── ROWS ──

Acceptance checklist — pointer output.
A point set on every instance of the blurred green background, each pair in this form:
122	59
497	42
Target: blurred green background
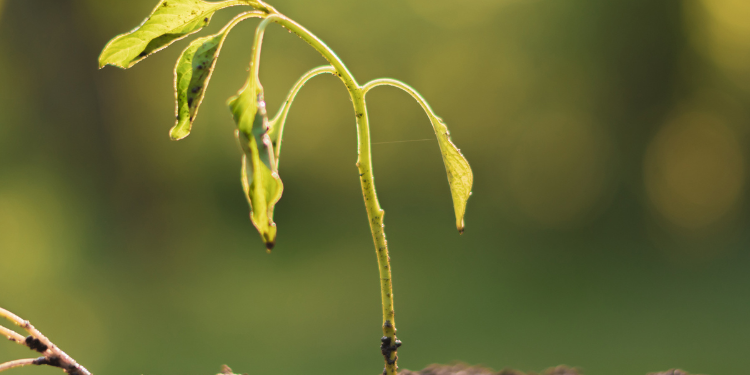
608	227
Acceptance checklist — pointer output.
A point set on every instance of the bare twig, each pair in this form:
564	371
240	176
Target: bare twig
16	363
52	355
12	335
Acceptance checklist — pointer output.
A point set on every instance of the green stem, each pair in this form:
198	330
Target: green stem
277	123
364	164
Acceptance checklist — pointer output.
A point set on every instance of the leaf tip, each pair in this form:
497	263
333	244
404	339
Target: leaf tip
179	131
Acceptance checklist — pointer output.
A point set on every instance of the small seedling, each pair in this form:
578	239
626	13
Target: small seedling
259	137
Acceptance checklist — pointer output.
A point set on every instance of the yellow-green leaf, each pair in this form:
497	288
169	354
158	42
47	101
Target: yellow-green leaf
260	178
171	20
460	177
192	73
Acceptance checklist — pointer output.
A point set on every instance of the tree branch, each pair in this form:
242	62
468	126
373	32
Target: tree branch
16	363
52	355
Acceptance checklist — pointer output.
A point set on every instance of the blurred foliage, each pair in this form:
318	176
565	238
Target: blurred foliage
607	230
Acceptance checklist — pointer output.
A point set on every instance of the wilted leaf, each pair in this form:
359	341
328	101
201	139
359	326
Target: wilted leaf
171	20
460	177
192	73
260	178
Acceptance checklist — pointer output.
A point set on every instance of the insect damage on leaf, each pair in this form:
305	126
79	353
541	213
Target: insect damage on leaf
192	73
170	21
260	178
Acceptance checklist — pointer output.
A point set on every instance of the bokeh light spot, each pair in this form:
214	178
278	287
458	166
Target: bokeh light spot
694	170
721	30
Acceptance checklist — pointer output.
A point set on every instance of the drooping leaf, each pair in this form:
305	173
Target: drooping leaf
170	21
192	73
276	125
260	178
460	177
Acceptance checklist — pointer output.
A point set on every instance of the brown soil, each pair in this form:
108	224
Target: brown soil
464	369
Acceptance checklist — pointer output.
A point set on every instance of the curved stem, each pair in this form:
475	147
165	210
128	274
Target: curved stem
367	181
277	123
396	83
17	363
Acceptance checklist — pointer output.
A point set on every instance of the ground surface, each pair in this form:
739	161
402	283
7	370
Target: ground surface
463	369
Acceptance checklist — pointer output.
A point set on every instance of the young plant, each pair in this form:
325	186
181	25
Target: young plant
260	138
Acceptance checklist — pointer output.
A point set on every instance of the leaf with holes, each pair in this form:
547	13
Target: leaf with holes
192	73
170	21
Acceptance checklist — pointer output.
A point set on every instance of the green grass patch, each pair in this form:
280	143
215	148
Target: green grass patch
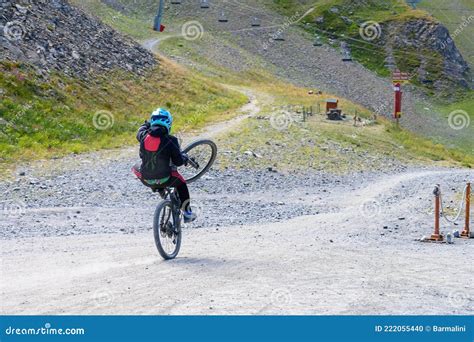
45	118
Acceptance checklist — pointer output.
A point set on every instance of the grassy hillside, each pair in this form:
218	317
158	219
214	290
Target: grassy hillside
380	139
42	118
319	144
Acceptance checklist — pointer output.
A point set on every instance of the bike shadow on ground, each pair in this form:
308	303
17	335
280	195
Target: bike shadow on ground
203	262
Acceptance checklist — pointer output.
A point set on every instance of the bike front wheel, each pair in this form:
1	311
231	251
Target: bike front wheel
167	230
202	154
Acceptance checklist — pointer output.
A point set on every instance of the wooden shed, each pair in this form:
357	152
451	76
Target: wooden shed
331	104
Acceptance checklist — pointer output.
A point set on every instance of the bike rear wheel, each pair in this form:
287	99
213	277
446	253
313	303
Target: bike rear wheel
202	154
167	230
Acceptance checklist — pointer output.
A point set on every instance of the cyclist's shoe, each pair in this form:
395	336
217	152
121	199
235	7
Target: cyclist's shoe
189	216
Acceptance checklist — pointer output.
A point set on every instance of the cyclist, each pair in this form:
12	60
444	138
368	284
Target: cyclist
161	154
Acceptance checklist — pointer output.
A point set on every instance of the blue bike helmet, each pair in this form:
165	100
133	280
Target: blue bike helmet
161	117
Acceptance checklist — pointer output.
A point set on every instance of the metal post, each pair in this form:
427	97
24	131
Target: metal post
466	233
159	16
436	236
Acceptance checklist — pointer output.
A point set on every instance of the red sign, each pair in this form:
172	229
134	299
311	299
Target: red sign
398	101
400	77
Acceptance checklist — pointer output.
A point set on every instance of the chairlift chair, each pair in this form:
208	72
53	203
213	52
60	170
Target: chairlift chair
317	41
223	17
255	22
346	56
278	36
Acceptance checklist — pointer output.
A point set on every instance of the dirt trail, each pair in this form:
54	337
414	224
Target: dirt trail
331	263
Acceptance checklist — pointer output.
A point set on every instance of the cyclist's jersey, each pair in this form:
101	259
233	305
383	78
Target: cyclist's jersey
158	151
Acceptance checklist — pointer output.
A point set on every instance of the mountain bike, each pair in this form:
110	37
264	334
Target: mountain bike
168	216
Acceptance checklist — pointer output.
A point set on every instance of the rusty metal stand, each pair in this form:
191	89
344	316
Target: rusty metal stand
436	236
466	233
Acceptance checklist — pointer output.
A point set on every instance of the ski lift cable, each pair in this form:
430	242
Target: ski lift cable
378	46
244	7
312	8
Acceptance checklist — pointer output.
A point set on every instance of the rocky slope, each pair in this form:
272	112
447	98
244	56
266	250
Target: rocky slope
54	35
421	35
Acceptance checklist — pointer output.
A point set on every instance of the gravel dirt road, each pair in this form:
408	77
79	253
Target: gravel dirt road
354	252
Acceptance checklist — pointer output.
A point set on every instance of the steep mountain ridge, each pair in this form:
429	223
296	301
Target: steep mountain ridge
53	35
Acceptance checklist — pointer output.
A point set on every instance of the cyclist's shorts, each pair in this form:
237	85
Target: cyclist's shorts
156	181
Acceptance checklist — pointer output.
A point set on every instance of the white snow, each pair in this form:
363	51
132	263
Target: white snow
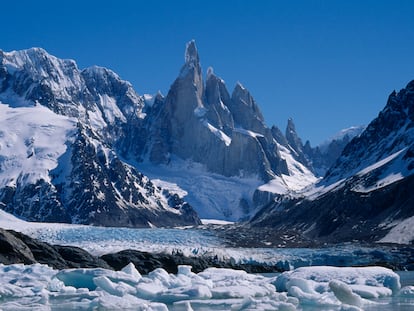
352	132
216	222
24	287
332	286
380	163
300	177
247	132
219	133
213	196
31	141
200	111
111	109
149	99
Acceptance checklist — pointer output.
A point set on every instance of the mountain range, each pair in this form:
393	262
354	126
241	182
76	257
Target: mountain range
82	146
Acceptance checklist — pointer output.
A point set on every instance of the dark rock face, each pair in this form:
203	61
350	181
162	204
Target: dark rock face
369	183
91	184
19	248
342	215
16	247
203	123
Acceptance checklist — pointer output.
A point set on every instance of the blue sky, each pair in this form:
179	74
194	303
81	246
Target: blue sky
327	64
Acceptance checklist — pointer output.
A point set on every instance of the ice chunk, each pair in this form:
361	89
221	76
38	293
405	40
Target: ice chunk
118	289
407	291
132	271
369	276
344	293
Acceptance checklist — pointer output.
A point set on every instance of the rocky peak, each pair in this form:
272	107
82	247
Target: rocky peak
246	112
191	53
292	136
217	100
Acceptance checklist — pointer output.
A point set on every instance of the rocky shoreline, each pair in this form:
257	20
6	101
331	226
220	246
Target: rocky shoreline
16	247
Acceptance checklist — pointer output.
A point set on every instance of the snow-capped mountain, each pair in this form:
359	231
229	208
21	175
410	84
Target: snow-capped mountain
323	156
367	194
58	161
199	141
214	145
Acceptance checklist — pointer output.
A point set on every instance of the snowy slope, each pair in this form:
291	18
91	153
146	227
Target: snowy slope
58	159
212	144
366	195
32	139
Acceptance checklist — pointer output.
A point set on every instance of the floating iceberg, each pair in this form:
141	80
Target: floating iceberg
43	288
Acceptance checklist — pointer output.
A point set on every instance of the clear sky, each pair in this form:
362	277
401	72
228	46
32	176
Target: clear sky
327	64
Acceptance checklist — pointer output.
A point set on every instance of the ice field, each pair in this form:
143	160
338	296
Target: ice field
319	287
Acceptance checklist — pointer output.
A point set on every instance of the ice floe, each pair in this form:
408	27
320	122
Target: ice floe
39	287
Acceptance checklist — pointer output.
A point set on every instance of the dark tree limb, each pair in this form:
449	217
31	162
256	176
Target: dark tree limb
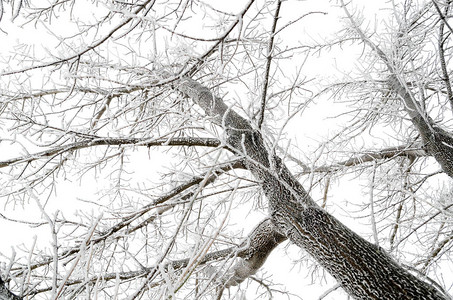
5	293
438	142
270	48
363	270
369	156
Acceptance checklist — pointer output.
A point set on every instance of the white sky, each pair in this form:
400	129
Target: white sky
282	259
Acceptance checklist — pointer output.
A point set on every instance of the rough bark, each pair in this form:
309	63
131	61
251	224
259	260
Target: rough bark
362	269
438	142
253	252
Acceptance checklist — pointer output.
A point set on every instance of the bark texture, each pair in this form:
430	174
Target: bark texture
5	293
253	252
438	142
363	270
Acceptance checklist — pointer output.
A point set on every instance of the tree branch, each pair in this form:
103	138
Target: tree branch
363	269
270	48
147	142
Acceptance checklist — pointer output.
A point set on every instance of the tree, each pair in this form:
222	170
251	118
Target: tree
134	76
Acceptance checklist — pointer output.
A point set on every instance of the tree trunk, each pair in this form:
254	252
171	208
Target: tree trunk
363	269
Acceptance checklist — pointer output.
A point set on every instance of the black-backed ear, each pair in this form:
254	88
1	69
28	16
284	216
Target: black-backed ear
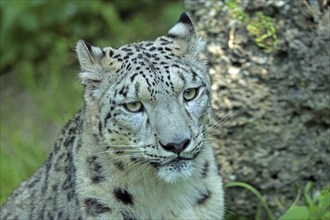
183	29
90	62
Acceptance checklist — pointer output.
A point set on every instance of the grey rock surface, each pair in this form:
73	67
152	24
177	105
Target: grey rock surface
277	133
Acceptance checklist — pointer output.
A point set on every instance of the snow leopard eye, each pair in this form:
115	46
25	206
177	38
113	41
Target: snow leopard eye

───

WHAT THE TASK REQUIRES: Pull out every line of the records that contains the word "dirt".

RESPONSE BELOW:
A point set on every instance of the dirt trail, each pair in this form:
Target: dirt trail
A point set on every instance of the gravel dirt road, each pair in this form:
Target: gravel dirt road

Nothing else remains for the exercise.